• [OBJECTIVE] Could you render every line of the records below as a numbered list, skipping blank lines and leaving the pictures out?

* START MATERIAL SHOWN *

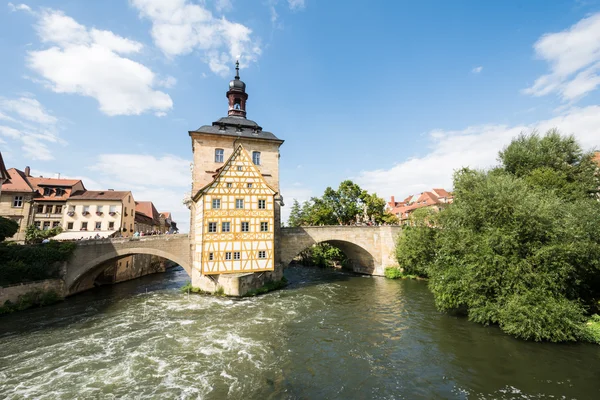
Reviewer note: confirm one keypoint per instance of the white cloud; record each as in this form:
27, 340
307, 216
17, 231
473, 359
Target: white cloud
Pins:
574, 60
90, 62
180, 27
29, 123
296, 4
163, 180
29, 109
19, 7
475, 147
223, 5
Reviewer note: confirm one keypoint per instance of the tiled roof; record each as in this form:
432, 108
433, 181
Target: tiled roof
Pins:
99, 195
66, 185
17, 182
3, 172
148, 209
236, 127
41, 181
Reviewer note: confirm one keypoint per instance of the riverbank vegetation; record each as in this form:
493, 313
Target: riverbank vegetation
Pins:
27, 263
36, 298
266, 288
346, 205
520, 245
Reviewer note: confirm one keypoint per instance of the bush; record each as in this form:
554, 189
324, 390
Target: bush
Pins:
520, 245
8, 228
36, 298
32, 262
396, 273
591, 329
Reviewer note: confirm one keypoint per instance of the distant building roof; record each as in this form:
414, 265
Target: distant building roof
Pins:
147, 208
66, 186
99, 195
424, 199
237, 127
3, 172
17, 182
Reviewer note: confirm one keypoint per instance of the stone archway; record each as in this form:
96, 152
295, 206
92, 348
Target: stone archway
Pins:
372, 247
360, 260
95, 266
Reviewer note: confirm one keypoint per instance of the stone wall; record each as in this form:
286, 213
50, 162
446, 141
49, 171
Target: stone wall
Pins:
370, 249
13, 292
236, 284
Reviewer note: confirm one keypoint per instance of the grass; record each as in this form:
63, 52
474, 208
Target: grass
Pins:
397, 273
268, 287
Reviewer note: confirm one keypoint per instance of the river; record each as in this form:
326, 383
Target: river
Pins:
328, 335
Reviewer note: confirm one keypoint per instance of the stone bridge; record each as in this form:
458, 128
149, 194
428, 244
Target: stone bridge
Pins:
369, 249
89, 256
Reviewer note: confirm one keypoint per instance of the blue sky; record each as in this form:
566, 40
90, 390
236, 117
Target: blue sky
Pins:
392, 94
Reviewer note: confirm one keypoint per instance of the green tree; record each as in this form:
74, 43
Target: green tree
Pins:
35, 235
520, 245
346, 202
295, 218
8, 228
416, 247
552, 162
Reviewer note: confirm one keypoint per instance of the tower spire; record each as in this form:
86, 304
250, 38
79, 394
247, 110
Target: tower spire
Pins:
237, 95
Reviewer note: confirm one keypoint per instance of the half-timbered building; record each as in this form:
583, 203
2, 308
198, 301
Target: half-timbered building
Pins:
235, 206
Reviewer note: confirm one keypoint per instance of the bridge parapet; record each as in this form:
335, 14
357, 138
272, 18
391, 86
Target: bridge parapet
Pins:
91, 254
370, 248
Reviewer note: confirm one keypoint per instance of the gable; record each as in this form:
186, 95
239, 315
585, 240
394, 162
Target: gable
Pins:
238, 171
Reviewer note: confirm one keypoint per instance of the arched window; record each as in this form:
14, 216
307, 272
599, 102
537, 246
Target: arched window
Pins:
218, 155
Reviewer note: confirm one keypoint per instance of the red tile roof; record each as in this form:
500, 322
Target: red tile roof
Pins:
148, 209
3, 172
65, 184
17, 182
99, 195
424, 199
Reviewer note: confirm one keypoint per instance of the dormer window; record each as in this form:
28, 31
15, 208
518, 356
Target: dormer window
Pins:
219, 155
256, 157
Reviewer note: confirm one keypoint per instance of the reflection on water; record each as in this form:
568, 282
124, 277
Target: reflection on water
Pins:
327, 335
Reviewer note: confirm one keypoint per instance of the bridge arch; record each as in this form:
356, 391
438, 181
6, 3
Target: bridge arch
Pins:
360, 259
90, 258
370, 249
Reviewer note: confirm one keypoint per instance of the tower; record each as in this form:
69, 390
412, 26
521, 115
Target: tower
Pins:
235, 205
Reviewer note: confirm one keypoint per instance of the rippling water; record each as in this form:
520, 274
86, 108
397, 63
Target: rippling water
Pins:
326, 336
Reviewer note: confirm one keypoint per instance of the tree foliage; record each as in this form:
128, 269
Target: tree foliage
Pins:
8, 228
347, 205
35, 235
520, 245
32, 262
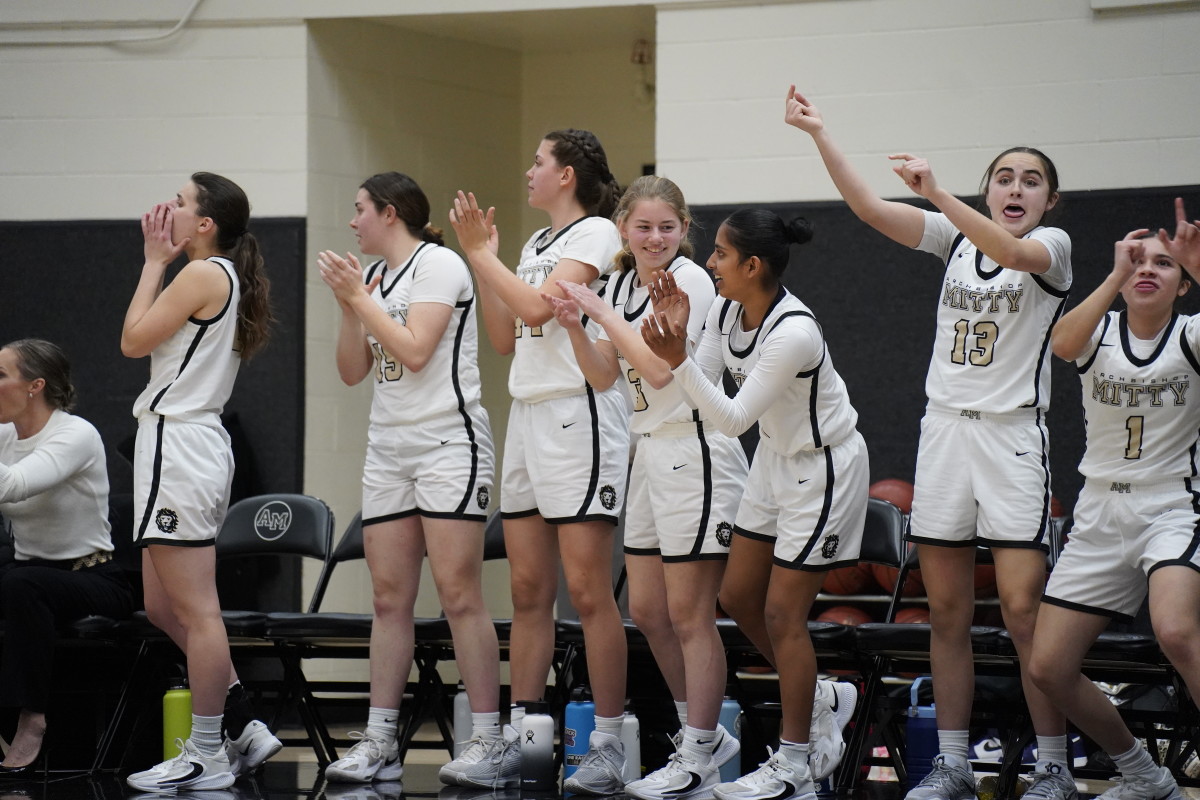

* END MATERIAL SHOWN *

• [ANSWER IN FULL]
1. Reviewer note: confirm one keypoint per instance of the white cloud; record each as in this form:
2. 27, 340
3. 307, 216
4. 17, 231
5. 473, 359
6. Target: white cloud
7. Pins:
8. 574, 60
9. 90, 62
10. 180, 27
11. 29, 123
12. 296, 4
13. 163, 180
14. 29, 109
15. 19, 7
16. 475, 147
17. 223, 5
18. Reviewer note: confirm one keypoint per instance of the tiled roof; record each as in this form:
19. 432, 108
20. 433, 181
21. Target: tiled roof
22. Pins:
23. 99, 195
24. 66, 185
25. 17, 182
26. 3, 172
27. 148, 209
28. 236, 127
29. 41, 181
30. Reviewer note: confirm one keypoint per instance of the riverbank vegetation; record each as in this form:
31. 493, 313
32. Target: riverbank vegetation
33. Pins:
34. 27, 263
35. 36, 298
36. 266, 288
37. 346, 205
38. 520, 245
39. Reviewer note: confirm one keypoint per instance of the bush; record each as in this form:
40. 554, 189
41. 324, 390
42. Target: bush
43. Pins:
44. 520, 245
45. 8, 228
46. 36, 298
47. 32, 262
48. 396, 273
49. 591, 329
50. Reviewer note: confirm one keypoint per instance of the distant building roof; record each as in this form:
51. 414, 265
52. Target: distant building roof
53. Pins:
54. 147, 208
55. 66, 186
56. 99, 195
57. 424, 199
58. 237, 127
59. 3, 172
60. 17, 182
61. Reviewer note: confirm one keypoint per instance of the stone archway; record each as in this form:
62. 96, 152
63. 295, 206
64. 92, 348
65. Target: stone archway
66. Pins:
67. 372, 247
68. 360, 260
69. 95, 266
70. Reviewer note: confirm one keypoint per instance of the stone wall; record each as in this form:
71. 286, 213
72. 50, 162
73. 446, 141
74. 49, 171
75. Target: stone wall
76. Pins:
77. 370, 249
78. 13, 292
79. 236, 284
80. Reviewer note: confirm one keypoint per instance of the grass; record each as in this form:
81. 63, 52
82. 474, 208
83. Target: grass
84. Pins:
85. 397, 273
86. 268, 287
87. Reviewer note: confirm one keypoint per instance of the river; record each as in this form:
88. 326, 383
89. Target: river
90. Pins:
91. 328, 335
92. Reviewer note: confirm one keypoint per instance of the stone bridge; record each as in this form:
93. 458, 128
94. 149, 194
95. 428, 244
96. Target: stone bridge
97. Pins:
98. 369, 249
99. 89, 256
100. Reviewer note: confirm one keypoint per instance of the blue sky; record each as in this form:
101. 566, 40
102. 90, 390
103. 236, 117
104. Target: blue sky
105. Pins:
106. 392, 94
107. Reviewer note: confirm one keypoint per instance of the green tree; record each as in this form:
108. 74, 43
109. Target: green tree
110. Pins:
111. 35, 235
112. 520, 245
113. 346, 202
114. 295, 218
115. 8, 228
116. 416, 247
117. 552, 162
118. Reviewer note: confirm one keypoint per instance of the tower spire; record each as in this form:
119. 86, 304
120. 250, 38
121. 79, 394
122. 247, 110
123. Target: tower spire
124. Pins:
125. 237, 95
126. Reviewer note: confirm one keypoint per instance of the half-timbered building; record each as in this form:
127. 583, 203
128. 2, 308
129. 198, 301
130. Target: half-timbered building
131. Pins:
132. 235, 206
133. Reviewer note: confirm one keypoint per instance of the bridge parapet; record each as in this form:
134. 335, 14
135. 357, 138
136. 272, 18
137. 391, 86
138. Target: bridge parapet
139. Pins:
140. 91, 254
141. 370, 248
142. Reviewer note: confirm one keypoint per instance of the gable; record each as in this form:
143. 186, 95
144. 239, 315
145. 585, 240
146. 394, 162
147. Target: gable
148. Pins:
149. 238, 171
150. Reviewer note: confirm one keypoint per instance of the arched window; record each as in this form:
151. 14, 216
152. 307, 272
153. 599, 102
154. 537, 246
155. Target: arched window
156. Pins:
157. 218, 155
158. Reviewer note: confirm one keypoint per instance of the red tile roof; record each as in this form:
159. 500, 322
160. Target: red tile roof
161. Pins:
162. 148, 209
163. 3, 172
164. 65, 184
165. 17, 182
166. 99, 195
167. 424, 199
168. Reviewer note: confirm one keypoint per instance of the dormer window; record each as in this form:
169. 28, 31
170. 15, 208
171. 518, 356
172. Target: dormer window
173. Pins:
174. 219, 155
175. 256, 157
176. Reviewer note: confirm one keypoint per instance of the reflection on water; record each as in this form:
177. 568, 282
178. 124, 277
179. Target: reflection on water
180. Pins:
181. 327, 335
182. Reviewer note: confirm one keypoint per instance of the bridge arch; record each as in this form:
183. 356, 391
184. 438, 181
185. 6, 3
186. Target: bridge arch
187. Pins:
188. 360, 259
189. 90, 258
190. 370, 249
191. Reviewer note: confirm one keypoint per instance of the tower; record each as in this form:
192. 69, 390
193. 412, 26
194. 521, 115
195. Target: tower
196. Pins:
197. 235, 205
198. Reviewer note: confirm one keypoint per instance of the rippling water; record each as in this form:
199. 520, 274
200. 86, 108
201. 397, 63
202. Target: rippling water
203. Pins:
204. 326, 336
205. Reviewer note: confirm one keypoint per instance of the tree foliage; record each as in this form:
206. 128, 269
207. Target: tree foliage
208. Pins:
209. 8, 228
210. 347, 205
211. 35, 235
212. 520, 245
213. 32, 262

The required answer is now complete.